Aim of the task —
Copy out the following passage on Tom Dumoulin in full, word for word.

===== Text for analysis

If you think about bike racing today, there’s a big chance the name Tom Dumoulin will soon spring to mind. That’s not really surprising — he’s one of the best riders in the Low Countries and has a real chance of winning Grand Tours. And the interesting thing about Dumoulin is that, despite initial low expectations amongst bike racing fans, he keeps on improving himself and developing as a rider.

Part of the sprint train

We first got to hear about Tom Dumoulin in 2012. That was the year he got a place in the Argos–Shimano team, which then revolved around two big names: Marcel Kittel and John Degenkolb. These were two young sprinters with huge potential, and they managed to win just about every race they set their sights on that year. Nothing much was expected of Tom Dumoulin. His role as a member of the sprint train was to ensure the sprinters were in the right position at the right time. He was however given the freedom from team leaders to ride the highest possible classification for himself, and during his first year with the team he regularly rode top ten in minor stage races, which showed his potential.

==========
===== Entries provided

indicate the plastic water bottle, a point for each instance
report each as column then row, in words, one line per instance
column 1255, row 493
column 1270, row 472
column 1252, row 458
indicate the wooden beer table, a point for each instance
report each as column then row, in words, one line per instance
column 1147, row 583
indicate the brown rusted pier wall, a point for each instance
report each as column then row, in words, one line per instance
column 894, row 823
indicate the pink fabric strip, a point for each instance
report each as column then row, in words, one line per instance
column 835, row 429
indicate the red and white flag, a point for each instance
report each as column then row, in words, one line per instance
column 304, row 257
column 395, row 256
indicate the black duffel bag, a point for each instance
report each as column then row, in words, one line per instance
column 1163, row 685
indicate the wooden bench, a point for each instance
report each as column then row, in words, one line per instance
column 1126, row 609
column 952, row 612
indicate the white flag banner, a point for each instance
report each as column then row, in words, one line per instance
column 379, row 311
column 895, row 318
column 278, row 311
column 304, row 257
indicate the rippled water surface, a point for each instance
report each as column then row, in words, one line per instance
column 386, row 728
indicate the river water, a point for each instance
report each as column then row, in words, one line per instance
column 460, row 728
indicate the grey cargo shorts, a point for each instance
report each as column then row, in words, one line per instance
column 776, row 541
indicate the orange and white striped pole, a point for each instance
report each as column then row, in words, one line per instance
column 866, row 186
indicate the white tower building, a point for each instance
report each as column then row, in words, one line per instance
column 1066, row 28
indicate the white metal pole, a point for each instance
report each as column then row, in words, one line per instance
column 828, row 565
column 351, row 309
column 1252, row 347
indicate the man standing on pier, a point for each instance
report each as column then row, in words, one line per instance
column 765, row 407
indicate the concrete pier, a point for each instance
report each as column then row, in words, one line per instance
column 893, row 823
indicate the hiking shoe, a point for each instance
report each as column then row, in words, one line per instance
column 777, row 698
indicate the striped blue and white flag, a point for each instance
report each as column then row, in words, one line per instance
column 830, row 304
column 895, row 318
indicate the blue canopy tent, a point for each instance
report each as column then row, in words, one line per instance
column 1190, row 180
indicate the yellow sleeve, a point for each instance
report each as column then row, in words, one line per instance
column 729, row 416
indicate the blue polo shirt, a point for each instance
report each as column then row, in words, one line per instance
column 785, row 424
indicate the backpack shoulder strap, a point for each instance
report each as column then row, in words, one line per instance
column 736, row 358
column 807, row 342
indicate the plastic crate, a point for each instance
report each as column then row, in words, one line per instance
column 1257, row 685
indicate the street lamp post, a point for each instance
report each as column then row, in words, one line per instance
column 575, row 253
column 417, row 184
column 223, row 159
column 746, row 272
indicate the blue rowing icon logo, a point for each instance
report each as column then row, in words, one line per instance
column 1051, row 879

==========

Result of this task —
If you think about bike racing today, there’s a big chance the name Tom Dumoulin will soon spring to mind. That’s not really surprising — he’s one of the best riders in the Low Countries and has a real chance of winning Grand Tours. And the interesting thing about Dumoulin is that, despite initial low expectations amongst bike racing fans, he keeps on improving himself and developing as a rider.

Part of the sprint train

We first got to hear about Tom Dumoulin in 2012. That was the year he got a place in the Argos–Shimano team, which then revolved around two big names: Marcel Kittel and John Degenkolb. These were two young sprinters with huge potential, and they managed to win just about every race they set their sights on that year. Nothing much was expected of Tom Dumoulin. His role as a member of the sprint train was to ensure the sprinters were in the right position at the right time. He was however given the freedom from team leaders to ride the highest possible classification for himself, and during his first year with the team he regularly rode top ten in minor stage races, which showed his potential.